### [PAGE EXCERPT]
Begin
The Backpack code includes tools for badge issuers and displayers, for pushing awarded badges to an earner's Mozilla Backpack and for retrieving an earner's badges for display.

Open Badges Specifications

To work with the Mozilla Backpack as either an issuer or a displayer, you will be handling Open Badge assertions, structured as JSON data according to the specification. See the specification repo for a detailed overview and Assertion Information for the Uninitiated for an introduction.

For more information about Open Badges, check out http://openbadges.org

I'm an Issuer, how do I use this?

The Backpack includes the following tools for badge issuers:

  • Issuer API
  • For pushing badges you have awarded the earner to their Mozilla Backpack, giving the earner the ability to approve the push through a lightboxed modal. The API is written in Javascript, and is includable in your project with just a few lines of JS.
End
### [DATASET CONTENT]
Begin
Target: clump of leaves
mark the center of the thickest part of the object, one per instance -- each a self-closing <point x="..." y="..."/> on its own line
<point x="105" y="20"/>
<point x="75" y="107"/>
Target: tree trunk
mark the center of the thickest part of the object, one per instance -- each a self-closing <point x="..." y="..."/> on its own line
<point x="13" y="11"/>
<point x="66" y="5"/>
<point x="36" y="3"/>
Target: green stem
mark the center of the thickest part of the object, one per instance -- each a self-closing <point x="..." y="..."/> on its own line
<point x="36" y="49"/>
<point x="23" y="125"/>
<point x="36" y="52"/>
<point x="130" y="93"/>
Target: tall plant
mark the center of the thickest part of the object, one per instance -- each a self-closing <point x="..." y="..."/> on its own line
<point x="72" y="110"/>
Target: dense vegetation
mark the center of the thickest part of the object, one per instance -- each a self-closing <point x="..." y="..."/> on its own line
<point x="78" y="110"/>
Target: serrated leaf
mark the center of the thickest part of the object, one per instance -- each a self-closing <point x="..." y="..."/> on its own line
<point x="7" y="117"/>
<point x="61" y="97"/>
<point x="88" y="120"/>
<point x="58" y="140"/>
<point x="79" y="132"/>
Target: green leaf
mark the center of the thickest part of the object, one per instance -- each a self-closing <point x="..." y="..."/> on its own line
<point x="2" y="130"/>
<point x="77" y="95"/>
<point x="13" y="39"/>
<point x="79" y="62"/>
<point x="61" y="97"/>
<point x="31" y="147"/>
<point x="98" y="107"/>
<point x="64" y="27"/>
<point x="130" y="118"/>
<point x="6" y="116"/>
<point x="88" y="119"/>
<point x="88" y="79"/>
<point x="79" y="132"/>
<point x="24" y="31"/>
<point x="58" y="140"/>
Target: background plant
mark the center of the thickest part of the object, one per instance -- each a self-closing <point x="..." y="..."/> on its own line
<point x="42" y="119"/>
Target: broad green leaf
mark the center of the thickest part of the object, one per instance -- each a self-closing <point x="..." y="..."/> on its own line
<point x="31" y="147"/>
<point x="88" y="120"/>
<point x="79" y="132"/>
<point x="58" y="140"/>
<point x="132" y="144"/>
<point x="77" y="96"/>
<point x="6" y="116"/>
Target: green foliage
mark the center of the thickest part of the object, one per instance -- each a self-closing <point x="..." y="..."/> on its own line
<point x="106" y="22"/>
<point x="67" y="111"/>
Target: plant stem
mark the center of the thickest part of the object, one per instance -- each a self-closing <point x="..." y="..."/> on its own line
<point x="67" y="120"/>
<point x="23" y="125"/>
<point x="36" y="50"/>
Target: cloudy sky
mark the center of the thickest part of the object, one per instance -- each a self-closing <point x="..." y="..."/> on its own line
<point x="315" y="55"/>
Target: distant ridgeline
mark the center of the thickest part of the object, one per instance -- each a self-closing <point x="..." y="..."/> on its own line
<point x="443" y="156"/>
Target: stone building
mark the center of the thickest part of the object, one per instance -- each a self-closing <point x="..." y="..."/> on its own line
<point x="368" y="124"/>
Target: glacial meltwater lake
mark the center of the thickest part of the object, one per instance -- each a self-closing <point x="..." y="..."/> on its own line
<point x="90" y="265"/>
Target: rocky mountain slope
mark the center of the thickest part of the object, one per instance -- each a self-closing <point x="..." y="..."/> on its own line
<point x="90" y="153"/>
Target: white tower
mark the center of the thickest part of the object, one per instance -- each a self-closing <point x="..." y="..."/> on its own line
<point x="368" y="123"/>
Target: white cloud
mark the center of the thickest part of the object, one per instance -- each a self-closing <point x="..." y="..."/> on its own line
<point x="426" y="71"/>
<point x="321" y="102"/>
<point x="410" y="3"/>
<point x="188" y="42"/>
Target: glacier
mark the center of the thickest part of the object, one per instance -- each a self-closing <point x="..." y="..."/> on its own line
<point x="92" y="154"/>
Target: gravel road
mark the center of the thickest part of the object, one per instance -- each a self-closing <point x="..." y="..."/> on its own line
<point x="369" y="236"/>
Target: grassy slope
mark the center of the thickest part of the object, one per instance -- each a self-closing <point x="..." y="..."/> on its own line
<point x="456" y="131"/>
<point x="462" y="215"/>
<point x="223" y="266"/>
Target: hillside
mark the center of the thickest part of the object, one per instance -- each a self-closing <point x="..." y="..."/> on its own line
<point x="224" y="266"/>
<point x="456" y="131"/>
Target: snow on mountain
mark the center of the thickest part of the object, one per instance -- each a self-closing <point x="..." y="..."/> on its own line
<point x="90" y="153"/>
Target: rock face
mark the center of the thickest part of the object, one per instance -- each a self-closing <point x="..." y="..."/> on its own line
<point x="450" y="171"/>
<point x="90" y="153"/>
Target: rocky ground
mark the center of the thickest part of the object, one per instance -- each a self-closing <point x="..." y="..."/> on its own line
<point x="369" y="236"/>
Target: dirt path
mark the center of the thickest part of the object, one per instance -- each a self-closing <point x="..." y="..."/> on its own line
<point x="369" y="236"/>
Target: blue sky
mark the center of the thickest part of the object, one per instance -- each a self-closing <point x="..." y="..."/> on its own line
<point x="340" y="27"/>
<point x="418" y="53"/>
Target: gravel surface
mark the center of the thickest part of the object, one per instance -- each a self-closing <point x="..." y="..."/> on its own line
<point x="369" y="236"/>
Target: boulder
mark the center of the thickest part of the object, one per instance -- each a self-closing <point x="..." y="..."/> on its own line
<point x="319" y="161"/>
End
Begin
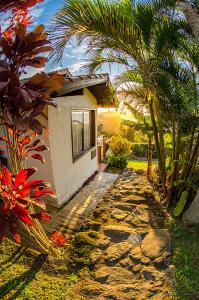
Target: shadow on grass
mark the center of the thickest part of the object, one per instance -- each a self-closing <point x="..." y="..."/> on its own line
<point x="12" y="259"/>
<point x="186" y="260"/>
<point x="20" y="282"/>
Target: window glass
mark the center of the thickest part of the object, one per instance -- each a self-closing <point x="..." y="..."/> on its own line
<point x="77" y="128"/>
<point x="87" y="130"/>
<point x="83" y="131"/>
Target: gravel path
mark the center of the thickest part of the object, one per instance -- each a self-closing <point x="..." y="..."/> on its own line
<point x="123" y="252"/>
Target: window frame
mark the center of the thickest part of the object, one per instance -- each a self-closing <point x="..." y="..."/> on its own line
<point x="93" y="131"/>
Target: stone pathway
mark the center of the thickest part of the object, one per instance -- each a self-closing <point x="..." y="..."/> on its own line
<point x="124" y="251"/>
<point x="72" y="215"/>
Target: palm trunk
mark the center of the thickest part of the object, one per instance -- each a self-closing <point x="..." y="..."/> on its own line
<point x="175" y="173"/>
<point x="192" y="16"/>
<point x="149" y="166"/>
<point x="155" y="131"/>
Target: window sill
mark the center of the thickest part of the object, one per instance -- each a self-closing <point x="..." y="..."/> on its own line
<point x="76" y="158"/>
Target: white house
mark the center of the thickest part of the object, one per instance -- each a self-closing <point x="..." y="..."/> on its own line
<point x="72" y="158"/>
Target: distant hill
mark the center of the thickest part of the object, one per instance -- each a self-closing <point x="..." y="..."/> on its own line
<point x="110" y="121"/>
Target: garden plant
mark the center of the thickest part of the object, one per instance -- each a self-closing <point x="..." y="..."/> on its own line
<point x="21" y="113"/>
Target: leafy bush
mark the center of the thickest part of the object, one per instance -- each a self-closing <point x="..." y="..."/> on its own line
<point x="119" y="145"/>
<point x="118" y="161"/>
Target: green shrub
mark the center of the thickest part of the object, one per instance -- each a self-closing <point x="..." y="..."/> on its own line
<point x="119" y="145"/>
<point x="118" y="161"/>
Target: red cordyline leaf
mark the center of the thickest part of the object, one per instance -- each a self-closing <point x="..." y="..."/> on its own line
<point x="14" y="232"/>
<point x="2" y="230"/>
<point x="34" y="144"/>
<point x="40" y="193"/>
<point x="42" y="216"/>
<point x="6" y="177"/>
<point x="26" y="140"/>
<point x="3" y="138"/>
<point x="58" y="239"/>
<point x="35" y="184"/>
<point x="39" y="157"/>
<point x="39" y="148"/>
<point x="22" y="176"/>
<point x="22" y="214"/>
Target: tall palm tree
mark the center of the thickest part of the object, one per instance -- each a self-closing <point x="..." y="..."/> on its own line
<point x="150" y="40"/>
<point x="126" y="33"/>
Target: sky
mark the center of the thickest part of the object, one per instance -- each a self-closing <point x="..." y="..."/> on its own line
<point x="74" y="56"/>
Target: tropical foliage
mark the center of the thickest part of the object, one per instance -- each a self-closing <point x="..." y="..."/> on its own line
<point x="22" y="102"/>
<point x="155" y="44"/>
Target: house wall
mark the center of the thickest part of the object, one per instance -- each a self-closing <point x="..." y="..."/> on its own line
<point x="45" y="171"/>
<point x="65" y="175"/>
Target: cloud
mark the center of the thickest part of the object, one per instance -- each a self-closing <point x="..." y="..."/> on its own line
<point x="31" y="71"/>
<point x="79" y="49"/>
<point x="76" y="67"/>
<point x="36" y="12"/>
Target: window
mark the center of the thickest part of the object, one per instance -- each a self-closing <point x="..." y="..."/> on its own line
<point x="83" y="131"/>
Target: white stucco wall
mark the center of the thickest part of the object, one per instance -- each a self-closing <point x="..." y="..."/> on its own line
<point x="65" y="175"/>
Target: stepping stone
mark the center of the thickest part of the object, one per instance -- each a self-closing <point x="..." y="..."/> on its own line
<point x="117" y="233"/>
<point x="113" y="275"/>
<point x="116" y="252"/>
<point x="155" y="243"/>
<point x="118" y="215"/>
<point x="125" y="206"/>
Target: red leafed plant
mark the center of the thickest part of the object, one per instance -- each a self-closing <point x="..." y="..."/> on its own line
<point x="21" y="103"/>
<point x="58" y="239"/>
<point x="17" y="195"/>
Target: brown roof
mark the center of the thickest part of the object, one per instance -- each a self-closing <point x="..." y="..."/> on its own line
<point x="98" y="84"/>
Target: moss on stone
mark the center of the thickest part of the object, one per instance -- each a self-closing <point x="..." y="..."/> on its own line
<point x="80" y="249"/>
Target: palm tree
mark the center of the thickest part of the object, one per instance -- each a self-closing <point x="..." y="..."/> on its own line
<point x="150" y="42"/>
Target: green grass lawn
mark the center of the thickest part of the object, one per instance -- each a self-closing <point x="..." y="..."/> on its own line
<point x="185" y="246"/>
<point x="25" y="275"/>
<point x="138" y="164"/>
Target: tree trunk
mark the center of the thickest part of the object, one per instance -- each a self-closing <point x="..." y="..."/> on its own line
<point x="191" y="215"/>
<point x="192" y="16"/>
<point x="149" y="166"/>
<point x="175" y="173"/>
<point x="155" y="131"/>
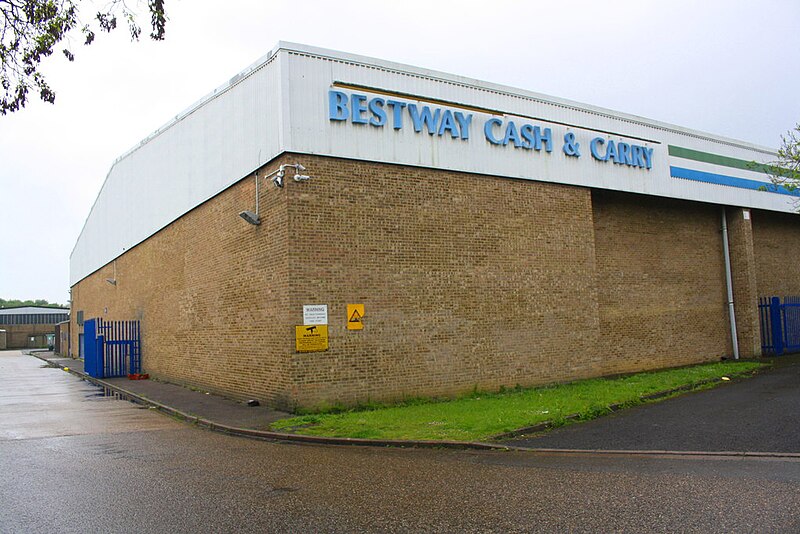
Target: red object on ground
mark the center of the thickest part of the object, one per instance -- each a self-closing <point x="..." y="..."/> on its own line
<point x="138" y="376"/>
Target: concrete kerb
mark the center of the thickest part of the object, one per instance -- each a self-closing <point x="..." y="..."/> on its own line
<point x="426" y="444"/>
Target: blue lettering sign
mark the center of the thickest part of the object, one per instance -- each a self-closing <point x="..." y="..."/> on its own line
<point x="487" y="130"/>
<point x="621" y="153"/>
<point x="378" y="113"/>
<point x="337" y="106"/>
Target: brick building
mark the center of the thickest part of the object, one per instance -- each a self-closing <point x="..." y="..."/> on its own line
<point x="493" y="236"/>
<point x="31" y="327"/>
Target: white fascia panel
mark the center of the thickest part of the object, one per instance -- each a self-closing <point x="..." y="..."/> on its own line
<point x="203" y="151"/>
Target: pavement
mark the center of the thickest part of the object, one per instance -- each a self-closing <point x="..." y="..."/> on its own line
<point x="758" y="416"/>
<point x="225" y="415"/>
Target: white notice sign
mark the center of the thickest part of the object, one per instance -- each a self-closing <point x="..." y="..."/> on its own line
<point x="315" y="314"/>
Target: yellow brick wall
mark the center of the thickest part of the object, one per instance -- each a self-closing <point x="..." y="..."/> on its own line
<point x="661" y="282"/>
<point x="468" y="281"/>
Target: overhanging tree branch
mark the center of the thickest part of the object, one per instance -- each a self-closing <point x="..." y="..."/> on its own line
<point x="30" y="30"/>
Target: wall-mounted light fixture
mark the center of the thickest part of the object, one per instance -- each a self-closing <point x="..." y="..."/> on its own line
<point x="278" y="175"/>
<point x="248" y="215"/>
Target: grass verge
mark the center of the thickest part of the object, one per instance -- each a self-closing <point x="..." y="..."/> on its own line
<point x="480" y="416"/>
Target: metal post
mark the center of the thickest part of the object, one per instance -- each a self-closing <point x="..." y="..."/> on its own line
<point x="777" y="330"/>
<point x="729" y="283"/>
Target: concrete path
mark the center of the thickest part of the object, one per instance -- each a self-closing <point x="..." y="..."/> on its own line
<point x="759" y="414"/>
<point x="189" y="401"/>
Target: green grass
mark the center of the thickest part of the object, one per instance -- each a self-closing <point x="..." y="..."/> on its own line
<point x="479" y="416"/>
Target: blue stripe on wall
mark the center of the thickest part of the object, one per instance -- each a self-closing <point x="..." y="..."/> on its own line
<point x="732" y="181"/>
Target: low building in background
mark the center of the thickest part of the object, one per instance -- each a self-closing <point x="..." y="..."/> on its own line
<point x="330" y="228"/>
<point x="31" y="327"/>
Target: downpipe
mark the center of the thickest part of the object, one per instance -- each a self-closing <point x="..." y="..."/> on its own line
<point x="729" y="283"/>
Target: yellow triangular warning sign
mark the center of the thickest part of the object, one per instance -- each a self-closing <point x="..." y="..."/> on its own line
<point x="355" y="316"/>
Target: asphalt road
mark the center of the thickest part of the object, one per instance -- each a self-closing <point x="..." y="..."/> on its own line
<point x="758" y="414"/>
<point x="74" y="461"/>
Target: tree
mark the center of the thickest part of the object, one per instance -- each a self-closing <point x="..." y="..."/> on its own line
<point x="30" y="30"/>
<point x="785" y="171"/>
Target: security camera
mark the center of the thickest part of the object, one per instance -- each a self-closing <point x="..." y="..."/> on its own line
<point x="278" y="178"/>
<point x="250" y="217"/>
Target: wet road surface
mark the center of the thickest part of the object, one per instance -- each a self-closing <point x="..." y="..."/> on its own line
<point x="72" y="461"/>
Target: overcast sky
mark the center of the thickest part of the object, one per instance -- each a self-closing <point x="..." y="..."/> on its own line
End
### [TO-DO LIST]
A – Reproduce the Mozilla Backpack excerpt in full, word for word.
B – How many lines of the records contain the string "yellow"? Case matters; reply with the number alone.
These records are unrelated to the page excerpt.

### [EXERCISE SOLUTIONS]
A –
The Backpack code includes tools for badge issuers and displayers, for pushing awarded badges to an earner's Mozilla Backpack and for retrieving an earner's badges for display.

Open Badges Specifications

To work with the Mozilla Backpack as either an issuer or a displayer, you will be handling Open Badge assertions, structured as JSON data according to the specification. See the specification repo for a detailed overview and Assertion Information for the Uninitiated for an introduction.

For more information about Open Badges, check out http://openbadges.org

I'm an Issuer, how do I use this?

The Backpack includes the following tools for badge issuers:

  • Issuer API
  • For pushing badges you have awarded the earner to their Mozilla Backpack, giving the earner the ability to approve the push through a lightboxed modal. The API is written in Javascript, and is includable in your project with just a few lines of JS.

B – 2